* [EXERCISE DIRECTIONS] Report the lines of the data below that contain the string "church".
-- MATERIAL PROVIDED follows --
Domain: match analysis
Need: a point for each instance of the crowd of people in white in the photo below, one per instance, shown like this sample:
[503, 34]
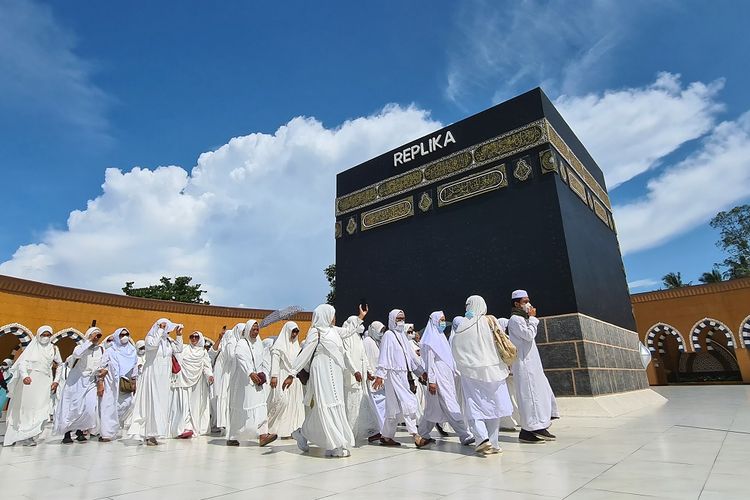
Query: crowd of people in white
[343, 386]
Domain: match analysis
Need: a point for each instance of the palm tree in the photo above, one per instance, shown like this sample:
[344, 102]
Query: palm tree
[673, 280]
[713, 277]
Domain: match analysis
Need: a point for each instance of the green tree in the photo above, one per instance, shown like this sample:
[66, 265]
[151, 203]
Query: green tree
[330, 273]
[714, 276]
[179, 291]
[673, 280]
[734, 230]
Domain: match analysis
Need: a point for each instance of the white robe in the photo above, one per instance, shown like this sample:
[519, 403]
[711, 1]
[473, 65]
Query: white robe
[286, 411]
[248, 411]
[189, 404]
[29, 405]
[152, 397]
[360, 409]
[79, 406]
[325, 422]
[536, 401]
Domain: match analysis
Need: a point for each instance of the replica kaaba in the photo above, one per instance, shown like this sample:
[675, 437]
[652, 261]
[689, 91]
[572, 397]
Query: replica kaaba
[508, 198]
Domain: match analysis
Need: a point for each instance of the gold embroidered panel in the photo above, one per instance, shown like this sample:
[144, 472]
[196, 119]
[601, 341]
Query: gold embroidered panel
[390, 213]
[472, 185]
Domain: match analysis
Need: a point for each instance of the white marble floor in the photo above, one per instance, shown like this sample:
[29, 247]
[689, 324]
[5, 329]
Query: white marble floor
[695, 446]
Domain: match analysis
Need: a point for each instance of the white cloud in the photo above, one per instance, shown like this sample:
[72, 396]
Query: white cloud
[644, 283]
[252, 222]
[41, 73]
[715, 177]
[503, 48]
[627, 131]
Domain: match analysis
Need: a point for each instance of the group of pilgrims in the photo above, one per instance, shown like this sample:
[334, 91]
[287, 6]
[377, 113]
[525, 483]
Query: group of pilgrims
[341, 387]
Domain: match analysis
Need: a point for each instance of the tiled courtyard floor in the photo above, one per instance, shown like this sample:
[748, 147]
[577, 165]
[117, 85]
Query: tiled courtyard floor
[695, 446]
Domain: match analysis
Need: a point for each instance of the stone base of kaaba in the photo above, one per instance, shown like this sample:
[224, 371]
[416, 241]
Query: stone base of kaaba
[611, 405]
[583, 356]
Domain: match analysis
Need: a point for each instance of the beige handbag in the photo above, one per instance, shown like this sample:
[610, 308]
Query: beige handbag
[505, 348]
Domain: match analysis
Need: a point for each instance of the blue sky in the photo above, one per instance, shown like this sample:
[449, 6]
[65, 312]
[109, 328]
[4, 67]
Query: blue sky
[656, 90]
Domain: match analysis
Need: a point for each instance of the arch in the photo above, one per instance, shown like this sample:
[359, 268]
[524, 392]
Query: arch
[655, 338]
[710, 326]
[24, 336]
[69, 332]
[745, 333]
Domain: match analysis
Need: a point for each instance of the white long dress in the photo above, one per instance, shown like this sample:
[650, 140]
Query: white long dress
[150, 417]
[286, 410]
[325, 422]
[248, 411]
[360, 409]
[189, 406]
[536, 401]
[79, 406]
[28, 409]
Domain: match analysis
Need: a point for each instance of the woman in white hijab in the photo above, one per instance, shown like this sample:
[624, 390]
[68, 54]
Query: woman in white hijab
[189, 413]
[371, 343]
[223, 352]
[286, 411]
[248, 410]
[29, 389]
[120, 361]
[441, 403]
[360, 409]
[483, 376]
[396, 363]
[78, 409]
[323, 358]
[151, 406]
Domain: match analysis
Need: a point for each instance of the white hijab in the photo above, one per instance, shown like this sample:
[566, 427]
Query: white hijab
[435, 340]
[124, 354]
[287, 348]
[474, 345]
[192, 361]
[36, 353]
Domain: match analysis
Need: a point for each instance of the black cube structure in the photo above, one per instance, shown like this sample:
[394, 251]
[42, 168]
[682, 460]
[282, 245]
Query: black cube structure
[505, 199]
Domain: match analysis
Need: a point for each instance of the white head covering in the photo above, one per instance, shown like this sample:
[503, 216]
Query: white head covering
[35, 352]
[287, 348]
[125, 354]
[375, 332]
[434, 340]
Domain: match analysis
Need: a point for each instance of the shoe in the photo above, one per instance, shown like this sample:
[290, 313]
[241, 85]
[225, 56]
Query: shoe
[266, 439]
[468, 441]
[544, 434]
[301, 441]
[529, 437]
[482, 446]
[388, 442]
[422, 442]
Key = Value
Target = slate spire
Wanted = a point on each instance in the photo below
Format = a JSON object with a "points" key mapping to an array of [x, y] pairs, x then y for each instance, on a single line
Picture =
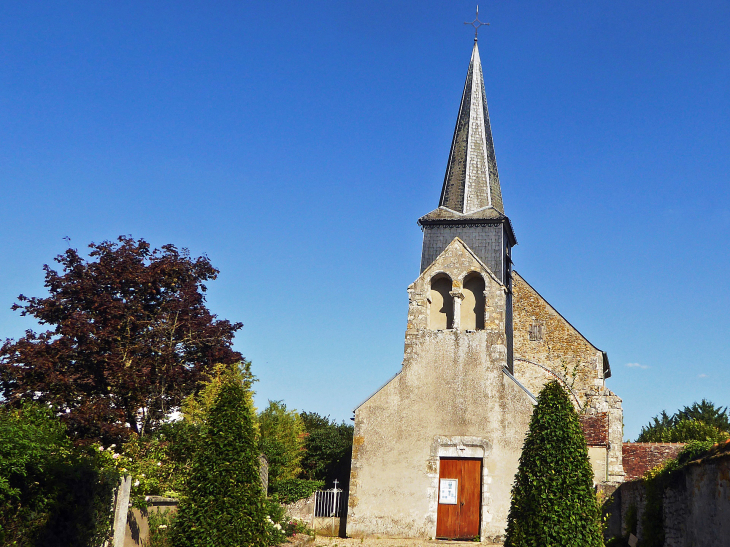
{"points": [[472, 182]]}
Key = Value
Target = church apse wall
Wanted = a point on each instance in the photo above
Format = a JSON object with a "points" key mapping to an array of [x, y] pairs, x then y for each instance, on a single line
{"points": [[547, 346]]}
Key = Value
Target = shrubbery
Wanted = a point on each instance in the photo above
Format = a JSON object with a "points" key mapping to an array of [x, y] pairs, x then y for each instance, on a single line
{"points": [[553, 501], [51, 493], [291, 490], [224, 503], [702, 421]]}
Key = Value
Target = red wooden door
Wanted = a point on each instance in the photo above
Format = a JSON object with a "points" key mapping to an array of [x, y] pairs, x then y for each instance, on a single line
{"points": [[460, 501]]}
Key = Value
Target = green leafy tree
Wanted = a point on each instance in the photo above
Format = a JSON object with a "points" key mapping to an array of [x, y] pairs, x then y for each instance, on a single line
{"points": [[130, 337], [553, 501], [51, 493], [328, 449], [224, 504], [699, 422], [282, 442]]}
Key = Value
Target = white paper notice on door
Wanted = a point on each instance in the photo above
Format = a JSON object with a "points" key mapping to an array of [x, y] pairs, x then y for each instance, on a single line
{"points": [[447, 491]]}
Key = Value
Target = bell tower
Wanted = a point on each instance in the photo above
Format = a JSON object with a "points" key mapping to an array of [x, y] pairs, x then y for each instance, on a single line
{"points": [[471, 206]]}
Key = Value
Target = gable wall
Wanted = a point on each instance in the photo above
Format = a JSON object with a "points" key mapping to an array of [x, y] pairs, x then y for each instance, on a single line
{"points": [[485, 240], [451, 397]]}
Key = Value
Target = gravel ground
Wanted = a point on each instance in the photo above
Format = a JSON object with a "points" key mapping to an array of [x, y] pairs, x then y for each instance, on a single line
{"points": [[393, 542]]}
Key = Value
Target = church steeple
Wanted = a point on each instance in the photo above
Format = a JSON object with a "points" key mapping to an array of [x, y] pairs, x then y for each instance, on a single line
{"points": [[470, 206], [472, 181]]}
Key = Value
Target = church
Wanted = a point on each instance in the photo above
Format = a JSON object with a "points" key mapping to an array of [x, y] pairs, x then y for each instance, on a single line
{"points": [[436, 449]]}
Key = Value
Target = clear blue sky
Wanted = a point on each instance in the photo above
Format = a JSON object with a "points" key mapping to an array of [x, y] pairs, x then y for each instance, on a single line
{"points": [[296, 144]]}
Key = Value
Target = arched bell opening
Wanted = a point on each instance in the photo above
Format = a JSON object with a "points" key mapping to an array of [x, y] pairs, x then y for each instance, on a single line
{"points": [[472, 306], [441, 313]]}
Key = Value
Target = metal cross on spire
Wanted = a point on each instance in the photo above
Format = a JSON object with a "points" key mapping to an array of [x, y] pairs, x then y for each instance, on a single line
{"points": [[476, 23]]}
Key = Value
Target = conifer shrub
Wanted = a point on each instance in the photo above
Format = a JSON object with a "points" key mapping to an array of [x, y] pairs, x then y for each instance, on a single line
{"points": [[224, 504], [553, 501]]}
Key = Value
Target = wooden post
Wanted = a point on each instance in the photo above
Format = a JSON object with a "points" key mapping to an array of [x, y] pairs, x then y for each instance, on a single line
{"points": [[121, 508]]}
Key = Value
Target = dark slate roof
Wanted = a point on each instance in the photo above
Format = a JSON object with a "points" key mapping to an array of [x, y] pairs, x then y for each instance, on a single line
{"points": [[443, 213], [472, 182]]}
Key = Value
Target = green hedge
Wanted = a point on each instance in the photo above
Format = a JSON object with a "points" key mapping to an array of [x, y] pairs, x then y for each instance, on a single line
{"points": [[224, 504], [553, 501]]}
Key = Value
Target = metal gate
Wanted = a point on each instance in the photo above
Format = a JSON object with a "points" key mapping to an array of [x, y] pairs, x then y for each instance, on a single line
{"points": [[327, 503]]}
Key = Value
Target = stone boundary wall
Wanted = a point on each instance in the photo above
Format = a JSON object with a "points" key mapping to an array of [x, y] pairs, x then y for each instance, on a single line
{"points": [[638, 458], [696, 503]]}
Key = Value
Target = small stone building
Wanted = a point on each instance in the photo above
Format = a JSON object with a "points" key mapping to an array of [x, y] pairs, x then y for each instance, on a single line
{"points": [[436, 449]]}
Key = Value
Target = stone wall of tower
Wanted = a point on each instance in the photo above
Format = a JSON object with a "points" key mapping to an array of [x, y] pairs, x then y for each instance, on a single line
{"points": [[485, 240], [450, 399]]}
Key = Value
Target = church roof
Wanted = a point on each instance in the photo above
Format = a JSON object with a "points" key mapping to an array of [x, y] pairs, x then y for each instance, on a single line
{"points": [[471, 183]]}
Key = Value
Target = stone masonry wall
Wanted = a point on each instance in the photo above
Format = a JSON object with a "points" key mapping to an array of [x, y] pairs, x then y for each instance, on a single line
{"points": [[485, 240], [450, 399], [546, 347], [696, 502], [639, 458]]}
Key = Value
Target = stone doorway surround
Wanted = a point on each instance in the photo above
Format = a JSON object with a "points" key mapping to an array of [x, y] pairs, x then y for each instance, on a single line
{"points": [[458, 447]]}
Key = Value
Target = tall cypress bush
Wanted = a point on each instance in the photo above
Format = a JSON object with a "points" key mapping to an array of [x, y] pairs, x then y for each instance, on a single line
{"points": [[224, 503], [553, 501]]}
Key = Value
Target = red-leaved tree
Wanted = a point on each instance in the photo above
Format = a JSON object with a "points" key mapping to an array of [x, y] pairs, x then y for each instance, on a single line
{"points": [[130, 337]]}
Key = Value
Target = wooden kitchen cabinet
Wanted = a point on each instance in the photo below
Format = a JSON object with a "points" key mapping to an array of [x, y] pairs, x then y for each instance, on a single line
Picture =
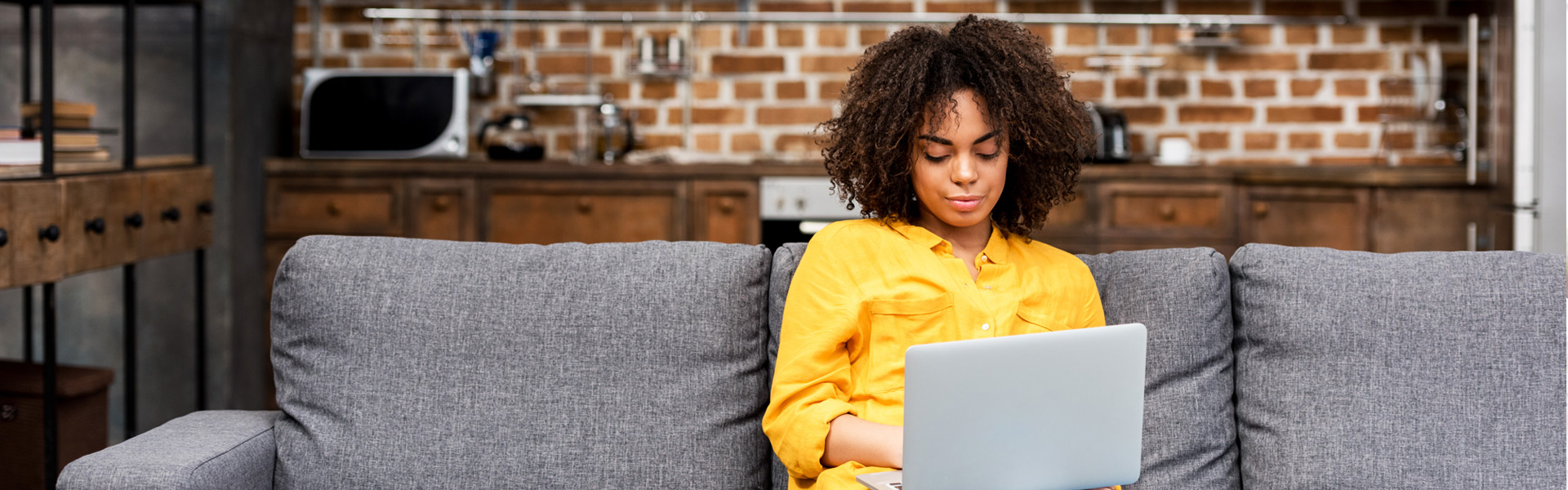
{"points": [[1305, 217], [582, 211]]}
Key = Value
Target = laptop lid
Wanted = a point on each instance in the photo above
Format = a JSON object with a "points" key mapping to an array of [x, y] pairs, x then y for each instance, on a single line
{"points": [[1046, 410]]}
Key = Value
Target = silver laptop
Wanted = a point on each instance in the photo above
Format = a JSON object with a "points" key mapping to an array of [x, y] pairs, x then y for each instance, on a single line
{"points": [[1046, 410]]}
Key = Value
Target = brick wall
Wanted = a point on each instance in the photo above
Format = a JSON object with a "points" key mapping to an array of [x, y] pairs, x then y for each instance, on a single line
{"points": [[1288, 95]]}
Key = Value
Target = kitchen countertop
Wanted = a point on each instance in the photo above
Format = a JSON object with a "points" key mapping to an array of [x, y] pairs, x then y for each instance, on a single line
{"points": [[1330, 176]]}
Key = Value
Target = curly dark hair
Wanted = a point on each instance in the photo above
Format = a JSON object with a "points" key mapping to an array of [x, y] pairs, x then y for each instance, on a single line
{"points": [[898, 83]]}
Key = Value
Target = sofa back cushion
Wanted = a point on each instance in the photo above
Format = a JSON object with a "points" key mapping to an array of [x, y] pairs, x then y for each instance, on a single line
{"points": [[1413, 369], [1183, 297], [446, 365]]}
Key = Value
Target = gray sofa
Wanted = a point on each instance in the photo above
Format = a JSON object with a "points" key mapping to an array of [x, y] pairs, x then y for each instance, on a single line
{"points": [[444, 365]]}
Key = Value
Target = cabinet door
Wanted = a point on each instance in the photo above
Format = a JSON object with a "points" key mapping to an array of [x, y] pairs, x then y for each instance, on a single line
{"points": [[1305, 217], [1431, 219], [441, 209], [582, 211], [726, 211], [37, 211]]}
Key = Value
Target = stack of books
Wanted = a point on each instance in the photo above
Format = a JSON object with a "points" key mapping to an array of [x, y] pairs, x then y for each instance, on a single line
{"points": [[76, 140]]}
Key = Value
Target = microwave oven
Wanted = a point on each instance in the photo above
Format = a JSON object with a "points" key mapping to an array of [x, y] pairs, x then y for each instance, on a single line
{"points": [[385, 114]]}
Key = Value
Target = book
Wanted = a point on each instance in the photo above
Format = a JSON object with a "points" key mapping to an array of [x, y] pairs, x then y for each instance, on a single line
{"points": [[63, 109]]}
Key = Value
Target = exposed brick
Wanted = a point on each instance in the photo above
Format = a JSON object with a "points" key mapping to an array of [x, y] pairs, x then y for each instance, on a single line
{"points": [[1143, 114], [794, 115], [1303, 8], [1045, 7], [1214, 7], [1352, 140], [795, 7], [789, 37], [1305, 88], [1080, 35], [1214, 114], [1131, 88], [1377, 60], [707, 142], [659, 90], [1214, 140], [1399, 8], [1300, 35], [828, 65], [1087, 90], [1263, 61], [831, 37], [879, 7], [797, 143], [830, 90], [1307, 114], [1396, 33], [745, 63], [960, 7], [1217, 88], [1128, 7], [789, 90], [571, 65], [1121, 35], [1305, 140], [748, 90], [1351, 88], [1259, 88], [1170, 87], [1259, 142], [745, 142], [706, 88], [1441, 33], [1254, 35], [1349, 33]]}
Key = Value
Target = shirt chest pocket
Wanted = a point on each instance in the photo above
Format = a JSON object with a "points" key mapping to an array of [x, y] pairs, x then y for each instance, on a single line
{"points": [[896, 327]]}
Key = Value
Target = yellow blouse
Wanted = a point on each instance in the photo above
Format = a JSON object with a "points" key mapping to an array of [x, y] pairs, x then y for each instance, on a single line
{"points": [[866, 291]]}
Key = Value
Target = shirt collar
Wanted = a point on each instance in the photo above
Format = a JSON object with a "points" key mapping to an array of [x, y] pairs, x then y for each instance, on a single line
{"points": [[995, 248]]}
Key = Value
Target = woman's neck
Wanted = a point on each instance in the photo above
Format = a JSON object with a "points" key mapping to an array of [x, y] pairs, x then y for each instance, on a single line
{"points": [[966, 238]]}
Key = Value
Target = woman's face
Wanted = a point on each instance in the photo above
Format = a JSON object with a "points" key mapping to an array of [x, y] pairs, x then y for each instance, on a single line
{"points": [[960, 168]]}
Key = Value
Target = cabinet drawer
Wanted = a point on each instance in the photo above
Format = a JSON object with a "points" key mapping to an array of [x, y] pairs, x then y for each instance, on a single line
{"points": [[584, 211], [37, 214], [1157, 209], [337, 206]]}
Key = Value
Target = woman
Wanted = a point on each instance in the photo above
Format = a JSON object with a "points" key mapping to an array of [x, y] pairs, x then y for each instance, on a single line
{"points": [[959, 143]]}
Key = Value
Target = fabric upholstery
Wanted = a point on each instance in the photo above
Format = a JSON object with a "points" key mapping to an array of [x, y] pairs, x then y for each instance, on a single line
{"points": [[451, 365], [204, 449], [1411, 371], [1183, 297]]}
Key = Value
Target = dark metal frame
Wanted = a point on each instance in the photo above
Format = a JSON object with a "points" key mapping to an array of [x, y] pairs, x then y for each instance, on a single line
{"points": [[47, 172]]}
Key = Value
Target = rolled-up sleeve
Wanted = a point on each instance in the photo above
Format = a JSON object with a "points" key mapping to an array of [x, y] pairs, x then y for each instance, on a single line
{"points": [[811, 382]]}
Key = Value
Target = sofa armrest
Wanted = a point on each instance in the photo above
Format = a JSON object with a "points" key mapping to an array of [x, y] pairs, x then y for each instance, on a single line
{"points": [[204, 449]]}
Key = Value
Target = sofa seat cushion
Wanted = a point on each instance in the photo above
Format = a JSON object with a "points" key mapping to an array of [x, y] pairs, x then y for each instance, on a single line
{"points": [[1411, 371], [446, 365]]}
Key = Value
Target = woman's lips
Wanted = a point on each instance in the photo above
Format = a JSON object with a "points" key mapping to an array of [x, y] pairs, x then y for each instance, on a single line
{"points": [[964, 204]]}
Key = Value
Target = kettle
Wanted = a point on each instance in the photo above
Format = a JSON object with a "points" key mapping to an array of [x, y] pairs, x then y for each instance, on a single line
{"points": [[511, 139], [615, 137]]}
-- MATERIAL PROVIDED concluded --
* [RESPONSE TO THE TASK]
Target = church apse wall
Target = church steeple
Target = church
Target = church roof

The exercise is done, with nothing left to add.